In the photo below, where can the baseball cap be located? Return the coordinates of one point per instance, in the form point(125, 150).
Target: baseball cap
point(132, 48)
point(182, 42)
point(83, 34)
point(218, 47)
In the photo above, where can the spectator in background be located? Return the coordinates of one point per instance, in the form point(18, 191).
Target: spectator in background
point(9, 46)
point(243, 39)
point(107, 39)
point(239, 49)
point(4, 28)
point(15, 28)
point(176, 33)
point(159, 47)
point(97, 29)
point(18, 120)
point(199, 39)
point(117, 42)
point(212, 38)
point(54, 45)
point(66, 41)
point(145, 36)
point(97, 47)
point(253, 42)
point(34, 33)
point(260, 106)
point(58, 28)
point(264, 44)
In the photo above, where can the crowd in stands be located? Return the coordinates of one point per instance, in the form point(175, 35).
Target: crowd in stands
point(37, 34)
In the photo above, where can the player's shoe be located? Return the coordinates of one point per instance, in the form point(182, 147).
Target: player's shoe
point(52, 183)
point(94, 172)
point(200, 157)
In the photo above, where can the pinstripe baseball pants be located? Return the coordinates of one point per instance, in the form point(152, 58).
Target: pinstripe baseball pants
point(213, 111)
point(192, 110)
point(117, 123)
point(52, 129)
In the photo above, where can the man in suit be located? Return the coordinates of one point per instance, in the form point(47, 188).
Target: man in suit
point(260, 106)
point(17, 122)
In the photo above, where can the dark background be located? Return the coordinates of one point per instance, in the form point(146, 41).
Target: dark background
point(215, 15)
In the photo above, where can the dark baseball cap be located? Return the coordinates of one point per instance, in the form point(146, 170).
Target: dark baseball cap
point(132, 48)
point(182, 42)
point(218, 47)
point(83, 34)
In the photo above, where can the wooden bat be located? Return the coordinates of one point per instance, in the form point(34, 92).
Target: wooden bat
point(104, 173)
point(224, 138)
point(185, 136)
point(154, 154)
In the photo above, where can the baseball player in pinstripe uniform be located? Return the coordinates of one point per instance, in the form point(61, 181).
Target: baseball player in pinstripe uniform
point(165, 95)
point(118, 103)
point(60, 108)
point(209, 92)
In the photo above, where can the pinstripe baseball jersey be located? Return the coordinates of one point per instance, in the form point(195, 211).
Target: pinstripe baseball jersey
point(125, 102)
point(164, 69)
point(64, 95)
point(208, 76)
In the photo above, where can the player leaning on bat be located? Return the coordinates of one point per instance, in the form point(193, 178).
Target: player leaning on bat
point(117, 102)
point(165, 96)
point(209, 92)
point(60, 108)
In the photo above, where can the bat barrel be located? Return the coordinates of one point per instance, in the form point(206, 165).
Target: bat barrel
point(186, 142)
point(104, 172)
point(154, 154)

------------

### Task goal:
Output exactly the lines above, from the one holding "In the photo above, where can the wooden" through the end of the data, including the first and last.

### Solution to the exercise:
In the photo above, where can the wooden bat be located? Return the coordinates of one point per instance, in the form point(34, 92).
Target: wooden bat
point(104, 173)
point(224, 138)
point(185, 136)
point(154, 154)
In the photo above, where can the baseball player in pinstripe uniform be located? Return the coordinates of one point per instance, in the form point(61, 181).
Target: baseball player in pinstripe uniform
point(165, 95)
point(118, 103)
point(60, 108)
point(209, 92)
In the photo above, where can the pinstripe baseball jersey be located? Return the coordinates of one point per instance, in the form point(195, 211).
Target: pinstripe baseball jersey
point(125, 102)
point(164, 69)
point(64, 95)
point(208, 76)
In the photo above, where can the player leaning on bat be located? Return the coordinates of one point per instance, in the form point(193, 178).
Target: player leaning on bat
point(117, 102)
point(165, 96)
point(209, 92)
point(60, 108)
In the photo above, where can the bat barrel be located? Return the coordinates of one point per instance, in the form point(206, 165).
Target: bat barrel
point(186, 142)
point(104, 172)
point(154, 154)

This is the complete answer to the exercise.